¿Puedes extraer, sin cambiar nada, el tramo del listado de abajo que va desde la línea que contiene "Query: white towel" hasta el final del listado, con ambos extremos incluidos?

(Entradas de datos guardadas)
_ _ _ _ _ _ _
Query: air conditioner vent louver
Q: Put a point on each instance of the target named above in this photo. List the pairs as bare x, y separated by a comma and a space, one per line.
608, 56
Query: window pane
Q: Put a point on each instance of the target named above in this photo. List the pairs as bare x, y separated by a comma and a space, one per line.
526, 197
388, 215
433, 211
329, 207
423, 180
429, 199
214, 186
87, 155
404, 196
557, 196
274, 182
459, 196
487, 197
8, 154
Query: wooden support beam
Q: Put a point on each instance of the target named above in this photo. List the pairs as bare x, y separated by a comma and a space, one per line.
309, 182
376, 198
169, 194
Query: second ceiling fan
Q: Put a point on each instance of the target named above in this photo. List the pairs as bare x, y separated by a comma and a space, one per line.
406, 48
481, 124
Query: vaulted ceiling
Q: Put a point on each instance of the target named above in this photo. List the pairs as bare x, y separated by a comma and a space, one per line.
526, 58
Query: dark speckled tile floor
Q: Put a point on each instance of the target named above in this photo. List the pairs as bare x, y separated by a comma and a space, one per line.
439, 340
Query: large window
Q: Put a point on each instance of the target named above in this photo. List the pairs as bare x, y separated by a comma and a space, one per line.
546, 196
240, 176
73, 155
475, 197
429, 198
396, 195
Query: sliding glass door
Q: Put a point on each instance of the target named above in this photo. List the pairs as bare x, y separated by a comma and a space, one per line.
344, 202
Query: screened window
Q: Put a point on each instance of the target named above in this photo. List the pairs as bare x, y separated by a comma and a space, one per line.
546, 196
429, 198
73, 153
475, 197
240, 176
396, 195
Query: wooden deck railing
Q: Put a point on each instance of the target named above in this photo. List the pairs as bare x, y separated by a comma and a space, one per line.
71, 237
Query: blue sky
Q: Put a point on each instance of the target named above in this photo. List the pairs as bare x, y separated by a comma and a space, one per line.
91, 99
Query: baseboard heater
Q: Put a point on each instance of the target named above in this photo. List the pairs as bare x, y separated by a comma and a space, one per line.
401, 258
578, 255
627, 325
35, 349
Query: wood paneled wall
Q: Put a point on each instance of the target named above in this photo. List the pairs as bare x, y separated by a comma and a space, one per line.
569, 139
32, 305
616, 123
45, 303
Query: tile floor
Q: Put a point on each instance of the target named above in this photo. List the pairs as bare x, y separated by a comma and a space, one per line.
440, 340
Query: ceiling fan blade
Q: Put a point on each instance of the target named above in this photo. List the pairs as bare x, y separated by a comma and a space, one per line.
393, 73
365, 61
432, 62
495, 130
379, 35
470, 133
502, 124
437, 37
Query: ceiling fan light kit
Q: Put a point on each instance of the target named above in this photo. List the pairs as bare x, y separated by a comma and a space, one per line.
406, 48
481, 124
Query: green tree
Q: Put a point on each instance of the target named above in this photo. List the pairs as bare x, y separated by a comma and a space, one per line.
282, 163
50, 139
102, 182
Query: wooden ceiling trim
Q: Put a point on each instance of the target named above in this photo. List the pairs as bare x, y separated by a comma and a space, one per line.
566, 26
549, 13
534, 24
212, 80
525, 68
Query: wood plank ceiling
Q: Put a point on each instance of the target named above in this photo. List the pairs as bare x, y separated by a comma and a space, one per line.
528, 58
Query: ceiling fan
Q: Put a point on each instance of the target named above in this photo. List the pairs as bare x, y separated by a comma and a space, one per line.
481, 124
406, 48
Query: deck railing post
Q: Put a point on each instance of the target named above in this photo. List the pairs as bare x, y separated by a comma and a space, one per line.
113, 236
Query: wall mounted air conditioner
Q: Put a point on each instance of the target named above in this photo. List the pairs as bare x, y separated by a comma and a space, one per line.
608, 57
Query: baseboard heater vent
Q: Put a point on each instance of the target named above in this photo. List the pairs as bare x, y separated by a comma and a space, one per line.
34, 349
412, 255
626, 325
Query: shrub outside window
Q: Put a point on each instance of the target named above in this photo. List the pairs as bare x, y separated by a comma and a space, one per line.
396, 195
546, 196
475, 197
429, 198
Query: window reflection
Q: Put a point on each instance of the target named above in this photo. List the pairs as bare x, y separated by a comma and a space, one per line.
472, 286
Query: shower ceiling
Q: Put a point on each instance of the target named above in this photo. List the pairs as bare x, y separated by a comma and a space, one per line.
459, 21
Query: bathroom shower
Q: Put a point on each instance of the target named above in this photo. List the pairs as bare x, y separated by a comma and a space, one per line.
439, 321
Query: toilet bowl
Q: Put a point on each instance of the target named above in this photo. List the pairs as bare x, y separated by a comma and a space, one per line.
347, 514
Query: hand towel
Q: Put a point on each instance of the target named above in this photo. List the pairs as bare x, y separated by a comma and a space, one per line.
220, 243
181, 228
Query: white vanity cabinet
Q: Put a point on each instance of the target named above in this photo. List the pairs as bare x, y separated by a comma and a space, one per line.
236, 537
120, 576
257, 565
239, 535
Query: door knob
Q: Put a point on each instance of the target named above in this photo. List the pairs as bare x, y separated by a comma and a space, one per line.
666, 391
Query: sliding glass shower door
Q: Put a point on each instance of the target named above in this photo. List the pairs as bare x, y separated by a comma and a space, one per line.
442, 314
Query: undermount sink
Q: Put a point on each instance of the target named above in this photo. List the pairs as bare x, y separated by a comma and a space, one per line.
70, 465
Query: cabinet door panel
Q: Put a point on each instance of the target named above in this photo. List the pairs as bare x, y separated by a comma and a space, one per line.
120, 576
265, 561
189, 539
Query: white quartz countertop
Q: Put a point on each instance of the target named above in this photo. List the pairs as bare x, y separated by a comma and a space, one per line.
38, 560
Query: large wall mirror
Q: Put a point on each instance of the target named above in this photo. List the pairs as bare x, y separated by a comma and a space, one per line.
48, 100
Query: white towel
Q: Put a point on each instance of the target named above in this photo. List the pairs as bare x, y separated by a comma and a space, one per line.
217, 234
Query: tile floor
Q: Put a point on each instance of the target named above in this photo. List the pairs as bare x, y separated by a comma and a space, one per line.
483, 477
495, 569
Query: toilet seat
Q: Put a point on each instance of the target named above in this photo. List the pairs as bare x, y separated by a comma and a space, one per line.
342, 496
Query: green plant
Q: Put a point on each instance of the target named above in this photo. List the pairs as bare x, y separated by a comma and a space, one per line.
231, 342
_ _ _ _ _ _ _
*RESULTADO CORRECTO:*
Query: white towel
Q: Put a point on each instance of the target named above in this photo. List the pairs as bare x, y separated by a comma and a space, one per line.
217, 234
Query: tile floor
Q: Put a point on each instance of the target named above in this photo. List the pairs as bare x, y separated by a comma and a space, one per line.
483, 477
495, 569
Query: toilet seat
Q: Put a point on each instance of the target named above in this photo. List the pairs as bare x, y separated by a comma and a space, one per line.
342, 496
Query: green plant
Q: Put a point on each instance of the target named above in this photo. List the pairs as bare x, y separated by a comma and a space, one per line.
231, 342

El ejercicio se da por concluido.